# START OF Listing
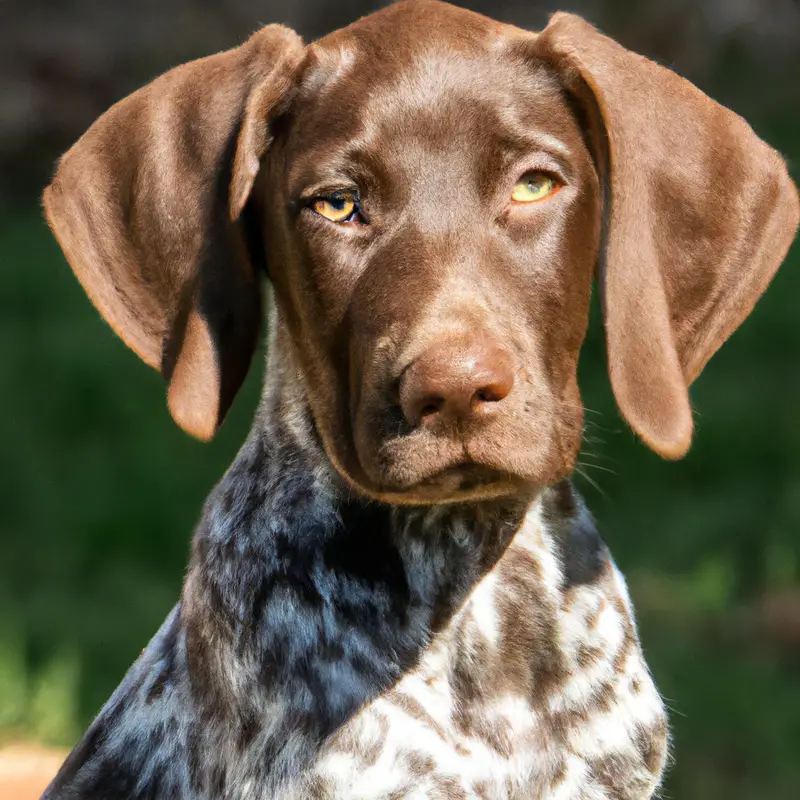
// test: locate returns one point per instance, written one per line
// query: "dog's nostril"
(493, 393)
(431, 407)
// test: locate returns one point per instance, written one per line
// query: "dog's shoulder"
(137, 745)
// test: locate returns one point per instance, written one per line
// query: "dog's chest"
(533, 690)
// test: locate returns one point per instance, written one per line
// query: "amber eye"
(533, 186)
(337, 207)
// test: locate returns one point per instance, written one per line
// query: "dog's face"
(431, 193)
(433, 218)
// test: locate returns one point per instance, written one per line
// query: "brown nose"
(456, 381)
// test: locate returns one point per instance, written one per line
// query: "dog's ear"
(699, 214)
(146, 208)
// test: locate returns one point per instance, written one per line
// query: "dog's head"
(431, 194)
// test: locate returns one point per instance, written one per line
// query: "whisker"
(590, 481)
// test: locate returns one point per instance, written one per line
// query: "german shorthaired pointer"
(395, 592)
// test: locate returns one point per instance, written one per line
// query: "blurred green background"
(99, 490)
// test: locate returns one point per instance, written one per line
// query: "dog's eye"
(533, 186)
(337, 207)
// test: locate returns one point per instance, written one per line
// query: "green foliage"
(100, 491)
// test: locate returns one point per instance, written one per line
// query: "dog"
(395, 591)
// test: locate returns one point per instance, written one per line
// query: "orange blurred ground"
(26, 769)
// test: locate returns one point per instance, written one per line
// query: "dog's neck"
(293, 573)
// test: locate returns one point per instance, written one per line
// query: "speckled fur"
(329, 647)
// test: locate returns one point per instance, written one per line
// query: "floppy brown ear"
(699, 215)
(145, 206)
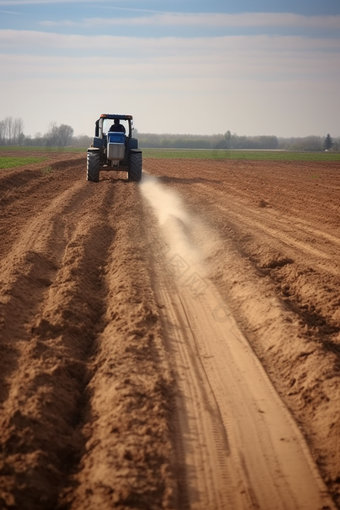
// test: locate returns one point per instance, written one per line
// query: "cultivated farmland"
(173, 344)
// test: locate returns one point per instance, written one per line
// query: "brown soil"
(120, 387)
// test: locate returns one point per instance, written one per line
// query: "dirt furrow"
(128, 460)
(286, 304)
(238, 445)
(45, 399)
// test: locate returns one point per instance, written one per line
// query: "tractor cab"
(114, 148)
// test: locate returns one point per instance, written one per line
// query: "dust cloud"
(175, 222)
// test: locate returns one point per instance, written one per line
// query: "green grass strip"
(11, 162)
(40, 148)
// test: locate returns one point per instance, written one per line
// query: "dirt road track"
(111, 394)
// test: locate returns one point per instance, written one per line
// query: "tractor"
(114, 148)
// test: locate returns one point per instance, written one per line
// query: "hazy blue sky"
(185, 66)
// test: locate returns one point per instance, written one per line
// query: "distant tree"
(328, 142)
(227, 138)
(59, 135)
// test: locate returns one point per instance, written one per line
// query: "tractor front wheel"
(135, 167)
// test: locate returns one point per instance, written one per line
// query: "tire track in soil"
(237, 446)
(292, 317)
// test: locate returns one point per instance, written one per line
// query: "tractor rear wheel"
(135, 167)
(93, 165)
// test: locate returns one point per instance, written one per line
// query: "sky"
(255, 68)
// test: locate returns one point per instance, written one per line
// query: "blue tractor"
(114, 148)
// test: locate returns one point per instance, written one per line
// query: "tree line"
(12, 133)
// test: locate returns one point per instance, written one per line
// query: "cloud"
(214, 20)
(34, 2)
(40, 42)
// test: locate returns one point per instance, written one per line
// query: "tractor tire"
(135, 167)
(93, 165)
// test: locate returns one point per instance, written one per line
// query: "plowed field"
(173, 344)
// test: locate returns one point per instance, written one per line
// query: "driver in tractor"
# END OF Listing
Print each of the records above exactly as written, leaving no picture in the copy.

// test: locate returns one point per instance, written one per line
// query: "dog's nostril"
(493, 393)
(431, 407)
// test: locate returns one point per instance, written one per line
// query: "dog's shoulder"
(137, 745)
// test: locate returns one point per instance, written one per line
// query: "dog's chest"
(533, 690)
// test: locate returns one point per instance, written one per line
// query: "amber eye"
(533, 186)
(337, 207)
// test: locate returns one point per instance, written one per line
// query: "dog's face"
(431, 193)
(433, 218)
// test: locate returns one point per instance, written one per line
// query: "brown nose"
(456, 381)
// test: locate returns one point per instance, written one per line
// query: "dog's ear"
(699, 214)
(146, 208)
// test: locate returns one point per instance, written one per line
// query: "dog's head"
(431, 194)
// test: locate returns one point per instance, written one per line
// query: "whisker"
(590, 481)
// test: locate returns one point per instance, written one per line
// query: "german shorthaired pointer"
(395, 592)
// test: locate returns one point per instance, written one per line
// query: "blurred green background"
(99, 490)
// test: locate returns one point per instance, written one per line
// query: "dog's eye"
(533, 186)
(337, 207)
// test: locate returns one point per instance, written one per line
// query: "green foliage"
(100, 491)
// test: locate returns one point per instance, written one per line
// query: "dog"
(395, 591)
// test: locate returns one point per instance, written one per line
// query: "orange blurred ground"
(26, 769)
// test: locate returns one point per instance, written one per line
// query: "dog's neck"
(293, 573)
// test: locate returns one point per instance, written one per line
// query: "speckled fur"
(329, 647)
// test: locate returns one point per instance, written one per line
// query: "floppy brown ear"
(699, 215)
(145, 206)
// test: locate returns one point per instance, written one per line
// query: "cultivated farmland"
(173, 344)
// test: locate returns one point per instance, written one per line
// query: "brown soil"
(120, 387)
// test: locate returns one point per instance, written one per line
// query: "dirt furrow"
(128, 460)
(286, 304)
(238, 445)
(45, 399)
// test: locate returns one point per instance, written one per line
// query: "tractor cab"
(114, 148)
// test: locate returns one point per instance, written one per line
// query: "dust cloud"
(175, 222)
// test: locate returns one point per instance, written one per line
// query: "green grass strip"
(11, 162)
(40, 148)
// test: locate returns one point per instance, written one per line
// query: "dirt road track"
(111, 394)
// test: locate returns one point per instance, written one per line
// query: "tractor"
(114, 148)
// test: locate returns one point per instance, written one per line
// query: "hazy blue sky"
(185, 66)
// test: locate returns one point per instance, written one per line
// query: "distant tree"
(328, 142)
(227, 138)
(59, 135)
// test: locate returns one point per instance, written one per line
// query: "tractor front wheel"
(135, 167)
// test: locate returns one point per instance, written one per line
// query: "tire track in soil"
(237, 446)
(292, 317)
// test: locate returns one point per instance, written one per line
// query: "tractor rear wheel"
(135, 167)
(93, 165)
// test: locate returns one point per instance, written one per line
// query: "sky"
(255, 68)
// test: locate returns one point per instance, written one per line
// query: "blue tractor"
(114, 148)
// test: locate returns one point per instance, written one per line
// query: "tree line"
(12, 133)
// test: locate returns one point per instance, written one per line
// query: "cloud"
(214, 20)
(34, 2)
(40, 42)
// test: locate returns one point per instance, written one per line
// query: "tractor tire"
(135, 167)
(93, 165)
// test: locate returns one point per instance, written one per line
// query: "plowed field"
(173, 344)
// test: locate returns one point per instance, written one per line
// query: "driver in tractor"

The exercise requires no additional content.